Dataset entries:
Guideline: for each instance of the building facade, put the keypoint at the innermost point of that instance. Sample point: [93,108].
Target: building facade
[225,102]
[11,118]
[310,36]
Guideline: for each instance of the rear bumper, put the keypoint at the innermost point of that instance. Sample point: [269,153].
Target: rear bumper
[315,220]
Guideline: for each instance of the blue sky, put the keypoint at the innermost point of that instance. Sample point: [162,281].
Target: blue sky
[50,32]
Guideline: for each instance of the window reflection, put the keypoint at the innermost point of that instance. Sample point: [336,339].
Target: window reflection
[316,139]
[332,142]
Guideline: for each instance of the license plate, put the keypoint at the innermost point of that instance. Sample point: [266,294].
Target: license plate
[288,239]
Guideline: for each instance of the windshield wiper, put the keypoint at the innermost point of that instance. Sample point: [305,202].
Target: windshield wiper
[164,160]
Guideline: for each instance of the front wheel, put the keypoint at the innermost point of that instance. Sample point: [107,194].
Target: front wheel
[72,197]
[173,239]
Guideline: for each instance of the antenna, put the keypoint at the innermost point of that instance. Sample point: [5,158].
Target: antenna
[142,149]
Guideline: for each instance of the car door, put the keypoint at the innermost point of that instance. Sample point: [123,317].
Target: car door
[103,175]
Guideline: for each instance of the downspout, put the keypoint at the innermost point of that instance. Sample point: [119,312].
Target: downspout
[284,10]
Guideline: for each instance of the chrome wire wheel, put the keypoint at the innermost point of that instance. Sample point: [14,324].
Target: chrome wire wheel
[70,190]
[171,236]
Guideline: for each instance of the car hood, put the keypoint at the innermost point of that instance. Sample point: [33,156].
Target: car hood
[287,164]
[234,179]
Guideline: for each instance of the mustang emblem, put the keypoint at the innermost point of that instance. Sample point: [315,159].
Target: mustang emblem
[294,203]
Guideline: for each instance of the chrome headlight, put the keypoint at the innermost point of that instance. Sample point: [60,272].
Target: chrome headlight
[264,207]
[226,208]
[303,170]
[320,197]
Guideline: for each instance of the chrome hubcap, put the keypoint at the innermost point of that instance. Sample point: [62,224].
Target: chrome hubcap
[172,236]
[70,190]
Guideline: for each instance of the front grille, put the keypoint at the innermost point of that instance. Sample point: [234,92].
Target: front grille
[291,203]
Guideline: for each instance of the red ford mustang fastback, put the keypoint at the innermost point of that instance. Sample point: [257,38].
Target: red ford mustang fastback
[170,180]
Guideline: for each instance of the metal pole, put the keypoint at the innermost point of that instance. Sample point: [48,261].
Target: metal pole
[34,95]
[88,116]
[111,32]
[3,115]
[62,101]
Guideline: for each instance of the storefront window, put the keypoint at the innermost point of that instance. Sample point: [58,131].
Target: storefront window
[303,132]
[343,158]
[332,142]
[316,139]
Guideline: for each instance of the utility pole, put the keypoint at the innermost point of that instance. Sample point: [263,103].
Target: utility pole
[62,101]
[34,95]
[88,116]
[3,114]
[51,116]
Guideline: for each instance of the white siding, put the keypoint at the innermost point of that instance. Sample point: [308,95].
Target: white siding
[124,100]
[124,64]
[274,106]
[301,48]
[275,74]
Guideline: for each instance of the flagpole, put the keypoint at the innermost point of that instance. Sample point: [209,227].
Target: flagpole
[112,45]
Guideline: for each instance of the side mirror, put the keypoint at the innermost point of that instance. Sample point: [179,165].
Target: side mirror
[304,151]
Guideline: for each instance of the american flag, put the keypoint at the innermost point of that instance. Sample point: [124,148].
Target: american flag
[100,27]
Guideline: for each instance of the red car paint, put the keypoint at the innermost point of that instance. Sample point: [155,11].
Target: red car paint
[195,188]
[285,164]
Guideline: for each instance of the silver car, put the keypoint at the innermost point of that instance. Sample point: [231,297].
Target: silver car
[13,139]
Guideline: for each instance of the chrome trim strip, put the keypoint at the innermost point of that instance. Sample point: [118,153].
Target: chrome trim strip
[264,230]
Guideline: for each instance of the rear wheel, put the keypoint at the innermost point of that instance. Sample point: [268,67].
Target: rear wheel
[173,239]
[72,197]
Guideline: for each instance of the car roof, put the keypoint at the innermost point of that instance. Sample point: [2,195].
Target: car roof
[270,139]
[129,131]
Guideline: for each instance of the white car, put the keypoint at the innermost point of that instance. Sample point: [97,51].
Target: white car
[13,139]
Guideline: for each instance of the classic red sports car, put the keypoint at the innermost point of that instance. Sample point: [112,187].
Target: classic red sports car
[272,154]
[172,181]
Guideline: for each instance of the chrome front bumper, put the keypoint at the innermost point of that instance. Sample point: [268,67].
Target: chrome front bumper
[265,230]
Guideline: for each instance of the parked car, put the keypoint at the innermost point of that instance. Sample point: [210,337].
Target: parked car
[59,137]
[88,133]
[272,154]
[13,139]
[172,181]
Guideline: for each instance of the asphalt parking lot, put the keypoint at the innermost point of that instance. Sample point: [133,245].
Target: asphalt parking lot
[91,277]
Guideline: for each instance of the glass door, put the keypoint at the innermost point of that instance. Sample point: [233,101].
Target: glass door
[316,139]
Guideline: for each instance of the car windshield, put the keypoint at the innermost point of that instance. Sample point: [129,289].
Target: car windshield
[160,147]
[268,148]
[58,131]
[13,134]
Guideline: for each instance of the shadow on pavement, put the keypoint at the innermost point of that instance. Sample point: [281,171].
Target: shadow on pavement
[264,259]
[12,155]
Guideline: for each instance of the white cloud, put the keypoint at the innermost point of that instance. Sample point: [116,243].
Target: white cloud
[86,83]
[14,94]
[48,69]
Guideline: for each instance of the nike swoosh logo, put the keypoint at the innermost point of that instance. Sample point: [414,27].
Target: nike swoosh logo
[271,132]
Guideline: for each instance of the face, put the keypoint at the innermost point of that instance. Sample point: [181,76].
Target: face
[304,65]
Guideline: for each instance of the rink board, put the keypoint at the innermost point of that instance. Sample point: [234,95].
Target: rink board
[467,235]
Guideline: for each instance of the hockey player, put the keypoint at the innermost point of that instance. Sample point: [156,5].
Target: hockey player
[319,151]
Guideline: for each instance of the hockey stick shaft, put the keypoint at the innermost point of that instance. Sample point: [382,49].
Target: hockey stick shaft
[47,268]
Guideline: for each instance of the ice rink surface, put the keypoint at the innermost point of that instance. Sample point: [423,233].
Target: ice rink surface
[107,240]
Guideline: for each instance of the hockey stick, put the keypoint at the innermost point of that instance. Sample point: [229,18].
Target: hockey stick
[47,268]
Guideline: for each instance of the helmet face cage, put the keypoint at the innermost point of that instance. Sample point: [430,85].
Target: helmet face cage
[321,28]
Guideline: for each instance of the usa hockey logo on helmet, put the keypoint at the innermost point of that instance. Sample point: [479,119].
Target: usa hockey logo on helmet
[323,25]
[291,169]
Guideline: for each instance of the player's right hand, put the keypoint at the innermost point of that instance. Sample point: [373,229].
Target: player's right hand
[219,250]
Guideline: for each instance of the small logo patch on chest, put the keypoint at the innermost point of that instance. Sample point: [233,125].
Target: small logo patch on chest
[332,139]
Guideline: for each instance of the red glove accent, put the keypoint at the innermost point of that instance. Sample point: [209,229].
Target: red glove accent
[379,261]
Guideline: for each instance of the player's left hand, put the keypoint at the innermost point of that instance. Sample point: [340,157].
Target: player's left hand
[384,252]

**Exercise brief:** Return every line of the records above verbatim, from first to last.

**Task answer:**
Guideline: for each instance of the building facade, put the keypoint at the innermost point of that instance. Sample point: [93,108].
Target: building facade
[225,102]
[11,118]
[310,36]
Guideline: for each instance of the rear bumper, put the keypoint at the innermost point of that instance. Sample point: [269,153].
Target: rear bumper
[315,220]
Guideline: for each instance of the blue sky, put the keypoint at the innermost point of that instance. Sample point: [162,281].
Target: blue sky
[50,32]
Guideline: for each instance of the window reflection, put the keypoint at the innermost point of that instance. Sample point: [336,339].
Target: window reflection
[316,139]
[332,142]
Guideline: for each instance of the license plate, put the keypoint at the innermost point of that instance. Sample point: [266,294].
Target: license plate
[288,239]
Guideline: for each instance of the windshield wiper, put the keypoint at the innermost point of that instance. Sample point: [305,202].
Target: windshield wiper
[164,160]
Guideline: for each instance of the front wheel, put the keypoint at the innermost point of that instance. Sample point: [107,194].
Target: front wheel
[72,197]
[173,239]
Guideline: for each instance of the antenna, put the keypoint at the innermost point of that instance. Sample point: [5,158].
Target: antenna
[142,149]
Guideline: for each instance of the car door, put the keypoint at the innermost point of that instance. Sample point: [123,317].
Target: car door
[103,175]
Guideline: for each instance of the downspout, put the keypoint at the innermost point of that instance. Sample point: [119,312].
Target: downspout
[284,10]
Guideline: for each instance of the chrome wire wheel, put the keypoint at the innermost point of that instance. Sample point: [14,324].
Target: chrome wire wheel
[70,190]
[171,236]
Guideline: for each instance of the car hood, put the keypoint at the innermost point of that instance. Sample point: [33,156].
Target: car hood
[287,164]
[234,179]
Guideline: for each instance of the mustang emblem, put the keypoint at the innermost point of that instance. Sample point: [315,159].
Target: mustang emblem
[294,203]
Guideline: for each instance of the chrome headlight, put the keypoint at the innermost point of that instance. Sample point: [60,272].
Target: chrome headlight
[264,207]
[226,208]
[303,170]
[320,197]
Guideline: for each instance of the chrome hubcap, put the keypoint at the innermost point of that instance. Sample point: [62,224].
Target: chrome hubcap
[172,236]
[70,190]
Guideline: for each instance of the front grille, put the keypoint at the innermost point of that instance. Sample point: [234,92].
Target: front grille
[291,203]
Guideline: for each instance of the red ford mustang fastback, put the keypoint at the innermost point of that instance. Sample point: [257,38].
Target: red ford mustang fastback
[170,180]
Guideline: for each instance of the metal pole, put the keypoint at the innermost point of that instance. Sample point: [48,261].
Target: metal pole
[34,95]
[88,116]
[111,32]
[3,115]
[62,101]
Guideline: for each instance of the storefront window, put the keypoint at the innermost point of that instance. Sample point: [58,131].
Target: storefront window
[303,132]
[343,158]
[332,142]
[316,139]
Guideline: for each instance of the utility pole, put the keypoint at the innermost point of that instance. Sample point: [263,103].
Target: utility pole
[62,101]
[34,95]
[88,116]
[3,114]
[51,116]
Guideline: for each instance of the white siding, put the keypoint at the innermost point of that instance. Sample point: [308,95].
Target: white siding
[124,100]
[124,64]
[274,106]
[301,48]
[275,74]
Guideline: for each instance of the flagpole, put the keypoint at the innermost point of that instance. Sample point: [209,227].
Target: flagpole
[112,45]
Guideline: for each instance of the side mirror, put the keypoint at the innermost point of that instance. Sample point: [179,165].
Target: side mirror
[304,151]
Guideline: for each instance of the american flag, put the keypoint at the innermost point of that instance. Sample point: [124,148].
Target: american flag
[100,27]
Guideline: for each instance of the red car paint, put the keypoint at the innermost point of that instance. Sample point: [155,11].
Target: red car paint
[195,188]
[285,164]
Guideline: for each instance of the silver car, put the keypoint at the innermost point of that instance. Sample point: [231,297].
Target: silver car
[13,139]
Guideline: for each instance of the chrome trim strip, put the keypoint at the innermost point of that instance. Sample point: [118,153].
Target: chrome trim strip
[264,230]
Guideline: for each instance of the rear wheel, put the keypoint at the innermost point of that instance. Sample point: [268,67].
Target: rear wheel
[173,239]
[72,197]
Guideline: for each instance of the car roof, put the keypoint at the innermost point of that instance. Sample point: [2,195].
Target: car roof
[270,139]
[129,131]
Guideline: for each instance of the white car, put the keypoint at the innermost point of that instance. Sample point: [97,51].
Target: white car
[13,139]
Guideline: for each instance of the classic red sports car, put the keypoint at the innermost point of that instance. Sample point: [112,187].
Target: classic red sports car
[272,154]
[172,181]
Guideline: for each instance of the chrome front bumper, put the keypoint at the innermost point of that instance. Sample point: [268,67].
Target: chrome front bumper
[265,230]
Guideline: for each instance of the parked car, put the keypoint at the innermost point of that instance. Sample point: [210,337].
Target: parked car
[59,137]
[88,133]
[272,154]
[13,139]
[172,181]
Guideline: for each instance of the asphalt parking lot, put the keypoint at the innermost point of that instance. Sample point: [133,245].
Target: asphalt parking lot
[91,277]
Guideline: for each instance of the glass door, put the keypoint at the innermost point of that instance. Sample point: [233,101].
Target: glass door
[316,139]
Guideline: for each instance of the car windshield, put the keypoint at the innermost point of that instance. Sample point: [129,289].
Target: car windshield
[160,147]
[268,148]
[58,131]
[13,134]
Guideline: for each instance of the shadow on pavement, put the keypoint at the innermost point of that instance. Sample point: [281,171].
Target: shadow on pavement
[264,259]
[12,155]
Guideline: for each instance of the white cloud, put the keypoint at the innermost point of that instance. Sample point: [116,243].
Target: white cloud
[86,83]
[14,94]
[48,69]
Guideline: for each instance of the nike swoosh logo, put the keypoint at the innermost point of that instance. Sample point: [414,27].
Target: nike swoosh logo
[271,132]
Guideline: for each instance of the face, put the keypoint at the innermost point of that instance. Sample point: [181,76].
Target: face
[304,65]
Guideline: for each instance of the rink board, put the keypoint at the innermost point of that instance. Sample point: [234,95].
Target: rink board
[467,235]
Guideline: for each instance of the hockey player, put the keypoint at the innermost point of that instance. Sample point: [156,5].
Target: hockey player
[319,151]
Guideline: for each instance of the hockey stick shaft, put the keypoint at the innermost point of that instance. Sample point: [382,49].
Target: hockey stick shaft
[47,268]
Guideline: for each instance of the ice rink surface, put the keypoint at the innermost point of that instance. Sample point: [423,233].
Target: ice rink surface
[107,240]
Guideline: for each instance of the hockey stick, put the keypoint at the innermost point of that instance. Sample point: [229,18].
Target: hockey stick
[47,268]
Guideline: for each instance of the helmet face cage, put the keypoint at the innermost point of that instance. Sample point: [430,85].
Target: helmet face cage
[321,28]
Guideline: for each instance of the usa hockey logo on helmet, put the keypoint at the innermost point of that instance. Sample point: [479,119].
Target: usa hockey logo on helmet
[323,25]
[291,169]
Guideline: for each instance of the player's right hand, put the keypoint at the innermost point of that instance. Sample point: [373,229].
Target: player's right hand
[219,250]
Guideline: for each instance of the small logo patch on chest, put the keypoint at the innermost point of that instance. Sample point: [233,125].
Target: small logo patch on chest
[332,139]
Guideline: for each instance of the red glove accent, put the keypoint at the innermost point of that instance. Sample point: [209,229].
Target: red glove accent
[379,261]
Guideline: for each instance of the player's left hand, put the keypoint at the innermost point of that instance. Sample point: [340,157].
Target: player's left hand
[384,252]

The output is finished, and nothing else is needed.